问题
My work makes extensive use of the algorithm by Migliore, Martorana and Sciortino for finding all possible simple paths, i.e. ones in which no node is encountered more than once, in a graph as described in: An Algorithm to find All Paths between Two Nodes in a Graph. (Although this algorithm is essentially a depth-first search and intuitively recursive in nature, the authors also present a non-recursive, stack-based implementation.) I'd like to know if such an algorithm can be implemented on the GPU. At the moment I'm struggling to see any real parallelism in this problem. For example, the cost of monitoring and dispatching threads might make the a cooperative graph search (by hardware threads) prohibitive. Alternatively, a divide and conquer strategy could work if the graph is partitioned and assigned to individual hardware threads for searching. However, one would have to figure out how to (1) partition the graph (2) formulate the subtasks and (3) combine the results of the searches on the partitions.
回答1:
Bit rusty on this. How about Dijkstra?
══════════════════════════════
__Problems to work on__.
A: Translate this sentence from the GPU path-search thread into Spanish: "At the moment I'm struggling to see any real parallelism in this problem."
B: List every surname of a person mentioned in the GPU path-search thread.

__Supplied data__.
══════════════════════════════
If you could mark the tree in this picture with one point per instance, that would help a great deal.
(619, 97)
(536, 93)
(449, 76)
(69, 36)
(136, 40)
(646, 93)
══════════════════════════════
__Solutions for each task__.
A: En este momento me cuesta ver algún paralelismo real en este problema.

B: Migliore, Martorana, Sciortino, Dijkstra